Instructions
1. In the perinatal hospice article, how many weeks pregnant was Kuebelbeck when she learned of her son's heart defect?
2. Please return the part of the perinatal hospice article that opens with the words containing "Other speeches from" and closes with "around the world.".
3. Resume the perinatal hospice article from where it stops.

Source document
Kuebelbeck was 25 weeks pregnant when she received the diagnosis that her unborn son had an incurable heart defect. She carried her pregnancy to term and had a little more than two hours with her son, Gabriel, before he died after birth.

“It was one of the most profound experiences of my life,” Kuebelbeck said. She wrote a memoir of her experience of grief, loss, and love called Waiting with Gabriel: A Story of Cherishing a Baby’s Brief Life.

“I know that some people assume that continuing a pregnancy with a baby who will die is all for nothing. But it isn’t all for nothing.  Parents can wait with their baby, protect their baby, and love their baby for as long as that baby is able to live. They can give that baby a peaceful life -- and a peaceful goodbye. That’s not nothing. That is a gift,” Kuebelbeck wrote in Waiting with Gabriel.

Kuebelbeck’s testimony at the conference is included in the ebook in English, as is a transcript of the presentation provided by Dr. Byron Calhoun, a medical professor of obstetrics and gynecology, who first coined the term “perinatal hospice.” 

Calhoun’s research has found that allowing parents of newborns with a terminal prenatal diagnosis the chance to be parents can result in less distress for the mother than pregnancy termination. 

Other speeches from the conference are also published in Italian and Spanish, such Sister Giustina Olha Holubets’ Italian presentation. The Ukrainian religious sister, who works as a geneticist at the University of Lviv, helped to found “Imprint of Life,” a perinatal palliative care center in Ukraine.

“Imprint of Life” offers grief accompaniment, individualized birth plans, the sacrament of baptism, and burial, as well as respectful photos, footprints, and memory books to help families cherish their brief moments with their child. Their motto is “I cannot give more days to your life, but I can give more life to your days.”

There are now more than 300 hospitals, hospices, and ministries providing perinatal palliative care around the world.

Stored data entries
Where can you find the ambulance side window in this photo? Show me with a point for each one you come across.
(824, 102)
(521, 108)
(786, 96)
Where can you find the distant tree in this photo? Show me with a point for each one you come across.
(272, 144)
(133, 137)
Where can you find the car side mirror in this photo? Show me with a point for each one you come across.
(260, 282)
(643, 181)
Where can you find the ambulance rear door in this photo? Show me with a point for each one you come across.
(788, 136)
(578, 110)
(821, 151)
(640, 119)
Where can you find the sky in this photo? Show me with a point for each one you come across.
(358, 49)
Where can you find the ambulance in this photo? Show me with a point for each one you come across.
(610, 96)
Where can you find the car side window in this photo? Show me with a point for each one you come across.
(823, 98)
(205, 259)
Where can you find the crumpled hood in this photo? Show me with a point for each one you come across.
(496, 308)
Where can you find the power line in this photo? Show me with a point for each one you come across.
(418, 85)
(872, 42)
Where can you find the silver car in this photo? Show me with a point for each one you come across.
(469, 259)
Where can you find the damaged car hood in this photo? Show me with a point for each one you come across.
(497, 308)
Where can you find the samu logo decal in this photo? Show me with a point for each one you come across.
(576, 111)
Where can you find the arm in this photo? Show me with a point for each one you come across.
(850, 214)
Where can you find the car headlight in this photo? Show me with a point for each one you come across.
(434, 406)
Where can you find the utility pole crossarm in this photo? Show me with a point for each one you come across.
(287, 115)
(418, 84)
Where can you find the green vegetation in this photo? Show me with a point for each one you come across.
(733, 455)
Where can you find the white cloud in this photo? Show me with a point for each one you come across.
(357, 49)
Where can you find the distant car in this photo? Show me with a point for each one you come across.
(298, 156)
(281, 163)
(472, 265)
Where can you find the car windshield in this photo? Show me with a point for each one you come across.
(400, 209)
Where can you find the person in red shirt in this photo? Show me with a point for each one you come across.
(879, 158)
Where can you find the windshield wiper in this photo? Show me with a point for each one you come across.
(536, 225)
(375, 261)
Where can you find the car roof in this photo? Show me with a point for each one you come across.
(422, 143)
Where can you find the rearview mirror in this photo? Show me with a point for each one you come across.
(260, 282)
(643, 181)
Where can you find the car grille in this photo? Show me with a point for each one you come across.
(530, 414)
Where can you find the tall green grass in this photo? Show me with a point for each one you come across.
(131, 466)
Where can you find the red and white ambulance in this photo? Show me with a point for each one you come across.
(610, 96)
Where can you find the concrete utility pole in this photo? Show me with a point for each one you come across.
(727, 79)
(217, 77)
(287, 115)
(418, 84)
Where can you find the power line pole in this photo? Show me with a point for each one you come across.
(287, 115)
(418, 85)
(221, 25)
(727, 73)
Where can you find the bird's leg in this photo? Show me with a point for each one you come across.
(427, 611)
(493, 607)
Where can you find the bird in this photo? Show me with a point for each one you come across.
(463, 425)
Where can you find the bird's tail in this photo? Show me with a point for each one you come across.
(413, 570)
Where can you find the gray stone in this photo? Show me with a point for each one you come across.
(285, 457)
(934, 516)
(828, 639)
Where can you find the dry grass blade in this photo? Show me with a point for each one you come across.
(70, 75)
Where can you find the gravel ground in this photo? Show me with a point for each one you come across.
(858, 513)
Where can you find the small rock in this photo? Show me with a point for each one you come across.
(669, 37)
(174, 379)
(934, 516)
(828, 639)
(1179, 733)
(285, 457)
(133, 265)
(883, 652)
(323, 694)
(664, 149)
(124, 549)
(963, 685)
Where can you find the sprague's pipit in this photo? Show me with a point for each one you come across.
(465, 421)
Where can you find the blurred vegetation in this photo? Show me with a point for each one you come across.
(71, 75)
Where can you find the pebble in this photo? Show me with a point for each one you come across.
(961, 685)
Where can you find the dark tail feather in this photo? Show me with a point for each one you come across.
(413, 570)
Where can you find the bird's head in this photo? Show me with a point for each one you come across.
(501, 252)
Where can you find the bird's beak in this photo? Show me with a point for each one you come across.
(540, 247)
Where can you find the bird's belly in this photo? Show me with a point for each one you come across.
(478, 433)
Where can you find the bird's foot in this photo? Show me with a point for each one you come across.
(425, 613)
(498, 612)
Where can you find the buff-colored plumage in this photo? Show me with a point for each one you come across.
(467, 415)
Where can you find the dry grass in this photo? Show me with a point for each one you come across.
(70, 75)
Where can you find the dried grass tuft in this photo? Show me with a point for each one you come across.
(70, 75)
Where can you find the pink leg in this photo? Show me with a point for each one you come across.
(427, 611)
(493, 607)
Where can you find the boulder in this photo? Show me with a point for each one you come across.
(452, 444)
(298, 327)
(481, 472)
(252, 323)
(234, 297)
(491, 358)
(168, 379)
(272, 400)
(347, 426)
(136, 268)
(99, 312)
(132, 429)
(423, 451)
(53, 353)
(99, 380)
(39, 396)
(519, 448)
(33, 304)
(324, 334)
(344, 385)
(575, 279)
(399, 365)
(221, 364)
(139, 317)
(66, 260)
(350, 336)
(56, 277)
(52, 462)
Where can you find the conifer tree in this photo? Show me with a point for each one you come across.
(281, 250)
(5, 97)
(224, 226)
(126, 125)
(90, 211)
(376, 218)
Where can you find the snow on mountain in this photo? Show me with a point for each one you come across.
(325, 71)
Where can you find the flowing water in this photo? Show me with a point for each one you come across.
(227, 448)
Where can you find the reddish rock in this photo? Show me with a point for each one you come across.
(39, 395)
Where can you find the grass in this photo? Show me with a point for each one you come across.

List of answers
1. 25 weeks

2.
Other speeches from the conference are also published in Italian and Spanish, such Sister Giustina Olha Holubets’ Italian presentation. The Ukrainian religious sister, who works as a geneticist at the University of Lviv, helped to found “Imprint of Life,” a perinatal palliative care center in Ukraine.

“Imprint of Life” offers grief accompaniment, individualized birth plans, the sacrament of baptism, and burial, as well as respectful photos, footprints, and memory books to help families cherish their brief moments with their child. Their motto is “I cannot give more days to your life, but I can give more life to your days.”

There are now more than 300 hospitals, hospices, and ministries providing perinatal palliative care around the world.

3.
Many families facing these diagnoses have to decide if they will seek extraordinary or disproportionate medical care for their child after birth.

According to the Catechism of the Catholic Church, “Discontinuing medical procedures that are burdensome, dangerous, extraordinary, or disproportionate to the expected outcome can be legitimate; it is the refusal of ‘overzealous’ treatment. Here one does not will to cause death; one's inability to impede it is merely accepted.”

Ministries like Alexandra’s House, a perinatal hospice in Kansas City, Missouri, provide counsel and grief support to parents as they face these difficult medical decisions. They also connect families with a network of other parents who have had a terminal prenatal diagnosis.

“Most of the families stay in contact indefinitely,” said MaryCarroll Sullivan, nurse and bioethics adviser for the ministry.

The book, published by the Vatican’s Publishing House, includes Pope Francis’ speech from his meeting with the conference participants in the Vatican’s Apostolic Palace.

In this speech, Pope Francis said that selective abortion of the disabled is the “expression of an inhumane eugenic mentality that deprives families of the chance to accept, embrace and love the weakest of their children.”

“Fear and hostility towards disability often lead to the choice of abortion, presenting it as a practice of ‘prevention,’” the pope said on May 25, 2019.

Pope Francis also thanked the perinatal hospice providers for creating “networks of love” to which couples can turn to receive accompaniment with the undeniable practical, human, and spiritual difficulties they face.

“Your witness of love is a gift to the world,” he said.

“Caring for these children helps parents to process their mourning and to understand it not only as loss, but also as a stage in a journey travelled together. They will have had the opportunity to love their child, and that child will remain in their memory forever,” Pope Francis said.

“Those few hours in which a mother can cradle her child in her arms leave an unforgettable trace in her heart.”